[Exercise goal]:
The entries need to be copied exactly.

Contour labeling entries
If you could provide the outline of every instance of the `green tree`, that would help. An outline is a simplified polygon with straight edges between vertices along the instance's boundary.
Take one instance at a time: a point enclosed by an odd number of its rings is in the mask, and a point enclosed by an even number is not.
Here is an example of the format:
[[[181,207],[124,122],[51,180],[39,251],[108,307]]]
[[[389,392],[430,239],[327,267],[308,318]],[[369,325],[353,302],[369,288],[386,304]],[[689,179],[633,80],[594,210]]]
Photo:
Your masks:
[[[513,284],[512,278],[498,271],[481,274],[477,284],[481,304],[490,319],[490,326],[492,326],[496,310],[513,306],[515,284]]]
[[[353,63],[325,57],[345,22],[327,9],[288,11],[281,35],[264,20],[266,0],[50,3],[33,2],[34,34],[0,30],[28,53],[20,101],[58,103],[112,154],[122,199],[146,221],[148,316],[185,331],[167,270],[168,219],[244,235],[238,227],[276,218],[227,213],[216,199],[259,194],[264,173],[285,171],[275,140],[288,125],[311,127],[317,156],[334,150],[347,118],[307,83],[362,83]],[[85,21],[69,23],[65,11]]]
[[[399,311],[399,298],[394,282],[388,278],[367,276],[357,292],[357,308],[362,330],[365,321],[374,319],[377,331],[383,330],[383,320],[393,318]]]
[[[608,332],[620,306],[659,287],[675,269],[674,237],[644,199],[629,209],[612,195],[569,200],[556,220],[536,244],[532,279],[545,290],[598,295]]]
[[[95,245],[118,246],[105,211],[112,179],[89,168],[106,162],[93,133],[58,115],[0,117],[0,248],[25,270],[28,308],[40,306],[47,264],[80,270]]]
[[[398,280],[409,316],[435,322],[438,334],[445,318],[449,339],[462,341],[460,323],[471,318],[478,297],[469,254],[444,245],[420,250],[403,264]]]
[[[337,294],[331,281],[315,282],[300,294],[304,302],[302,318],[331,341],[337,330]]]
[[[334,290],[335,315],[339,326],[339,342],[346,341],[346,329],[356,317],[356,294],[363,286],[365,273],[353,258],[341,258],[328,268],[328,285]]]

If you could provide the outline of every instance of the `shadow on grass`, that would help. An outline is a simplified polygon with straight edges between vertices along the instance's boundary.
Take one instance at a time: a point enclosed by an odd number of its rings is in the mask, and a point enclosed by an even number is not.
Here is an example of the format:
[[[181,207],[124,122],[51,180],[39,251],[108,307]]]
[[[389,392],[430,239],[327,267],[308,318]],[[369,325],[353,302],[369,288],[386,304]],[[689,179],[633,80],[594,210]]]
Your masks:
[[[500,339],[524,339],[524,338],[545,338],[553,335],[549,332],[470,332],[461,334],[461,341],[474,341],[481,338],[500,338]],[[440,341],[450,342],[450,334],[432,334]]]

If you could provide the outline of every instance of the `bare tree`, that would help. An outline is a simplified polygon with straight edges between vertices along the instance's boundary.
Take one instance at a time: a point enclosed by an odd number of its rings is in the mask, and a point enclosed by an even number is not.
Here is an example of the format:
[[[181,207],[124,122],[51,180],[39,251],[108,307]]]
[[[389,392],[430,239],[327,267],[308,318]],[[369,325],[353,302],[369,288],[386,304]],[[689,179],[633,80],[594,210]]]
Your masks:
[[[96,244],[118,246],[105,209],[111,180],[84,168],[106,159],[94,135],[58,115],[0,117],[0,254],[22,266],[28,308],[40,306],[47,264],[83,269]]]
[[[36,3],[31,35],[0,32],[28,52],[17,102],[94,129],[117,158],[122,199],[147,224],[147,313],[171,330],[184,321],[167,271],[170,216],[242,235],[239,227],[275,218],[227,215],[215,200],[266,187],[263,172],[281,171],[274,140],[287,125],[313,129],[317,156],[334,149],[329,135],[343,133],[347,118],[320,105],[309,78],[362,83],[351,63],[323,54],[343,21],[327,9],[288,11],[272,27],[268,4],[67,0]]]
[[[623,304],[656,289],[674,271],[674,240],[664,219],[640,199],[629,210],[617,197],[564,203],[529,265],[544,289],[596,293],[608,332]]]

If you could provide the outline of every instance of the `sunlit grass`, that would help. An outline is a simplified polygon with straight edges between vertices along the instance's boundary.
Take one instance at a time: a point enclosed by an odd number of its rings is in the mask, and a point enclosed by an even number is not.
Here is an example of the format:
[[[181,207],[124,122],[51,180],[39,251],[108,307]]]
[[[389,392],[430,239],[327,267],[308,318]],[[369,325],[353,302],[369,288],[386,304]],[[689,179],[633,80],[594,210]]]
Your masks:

[The answer]:
If you could provide the outline of every instance of the `green tree`, that would help. An outline is a simplified polygon with straight edges between vertices along the instance's boundary.
Take one instance at a time: a point enclosed by an odd number of its rings is in the mask, and a point enclosed by an even number is not.
Here is an example of the format:
[[[181,207],[124,122],[51,180],[39,251],[108,307]]]
[[[389,392],[430,239],[327,267],[308,318]],[[369,325],[353,302],[369,288],[386,304]],[[689,179],[633,80],[594,210]]]
Photo:
Your masks:
[[[513,284],[512,278],[498,271],[481,274],[477,284],[481,304],[490,319],[490,326],[492,326],[496,310],[513,306],[515,284]]]
[[[353,63],[325,57],[345,22],[327,9],[288,11],[281,35],[264,20],[266,0],[50,3],[33,2],[34,34],[0,30],[28,53],[20,101],[58,103],[112,154],[122,199],[146,221],[148,316],[185,331],[167,270],[168,219],[244,235],[238,227],[276,218],[227,213],[216,199],[259,194],[264,173],[285,171],[275,140],[288,125],[311,127],[317,156],[334,150],[347,118],[307,83],[362,83]],[[85,21],[69,23],[65,11]]]
[[[399,311],[399,298],[394,282],[388,278],[367,276],[357,292],[357,308],[362,330],[365,321],[374,319],[377,331],[383,330],[383,320],[393,318]]]
[[[608,332],[620,306],[659,287],[675,269],[674,237],[644,199],[629,209],[612,195],[569,200],[556,220],[536,244],[532,279],[545,290],[598,295]]]
[[[95,245],[118,246],[105,211],[112,179],[89,168],[106,162],[93,133],[58,115],[0,117],[0,248],[25,270],[28,308],[40,306],[47,264],[80,270]]]
[[[398,280],[409,316],[435,322],[438,334],[445,318],[449,339],[462,341],[460,323],[471,318],[478,297],[469,254],[444,245],[420,250],[403,264]]]
[[[337,294],[331,281],[315,282],[300,294],[304,302],[302,318],[331,341],[337,330]]]
[[[334,290],[335,315],[339,326],[339,342],[346,341],[346,329],[356,317],[356,294],[363,286],[365,273],[353,258],[341,258],[328,268],[328,285]]]

If you could provide the outline of every instance of the `shadow on grass`, that would help. An outline is a simplified polygon with straight edges between vertices along the instance's boundary.
Take one instance at a time: a point enclosed by an odd number of its rings is in the mask, and a point enclosed by an even number is not.
Here is an example of the format:
[[[181,207],[124,122],[51,180],[39,251],[108,307]]]
[[[389,392],[430,239],[327,267],[308,318]],[[369,325],[353,302],[369,288],[386,304]],[[689,179],[633,80],[594,210]]]
Your masks:
[[[500,339],[524,339],[524,338],[545,338],[553,335],[549,332],[470,332],[461,334],[461,341],[474,341],[481,338],[500,338]],[[440,341],[450,342],[450,334],[432,334]]]

If you could provide the outline of every instance of the `bare tree`, that would help. An outline is a simplified polygon with straight edges between vertices along the instance's boundary.
Take one instance at a time: a point enclosed by an odd number of its rings is in the mask, and a point enclosed by an even number is not.
Here is an example of the format:
[[[181,207],[124,122],[51,180],[39,251],[108,307]]]
[[[389,392],[430,239],[327,267],[308,318]],[[369,325],[353,302],[369,288],[386,304]],[[689,179],[633,80],[594,210]]]
Your masks:
[[[96,244],[118,246],[105,209],[111,180],[84,168],[106,159],[94,135],[58,115],[0,117],[0,254],[22,266],[28,308],[40,306],[47,264],[83,269]]]
[[[36,3],[31,35],[0,32],[28,52],[17,102],[94,129],[117,158],[122,199],[147,224],[147,313],[171,330],[184,321],[167,271],[170,216],[242,235],[239,227],[275,218],[227,215],[215,200],[266,187],[263,172],[281,171],[274,140],[287,125],[313,129],[317,156],[334,149],[329,135],[343,133],[347,118],[320,105],[309,78],[362,83],[351,63],[323,54],[343,21],[327,9],[288,11],[272,27],[268,4],[67,0]]]
[[[623,304],[656,289],[674,271],[674,240],[664,219],[640,199],[629,210],[617,197],[564,203],[529,265],[544,289],[596,293],[608,332]]]

If you could provide the outline of every instance of the `sunlit grass`, that would help. An outline is a simplified polygon with straight edges between vertices along the instance's boundary.
Take one instance at a time: a point enclosed by an odd number of its rings is in the mask, and a point enclosed by an even number is not.
Here is an example of the format:
[[[181,207],[124,122],[51,180],[39,251],[108,307]]]
[[[389,392],[430,239],[327,267],[308,318]],[[369,325],[353,302],[369,288],[386,304]],[[689,179],[633,80],[594,210]]]
Your masks:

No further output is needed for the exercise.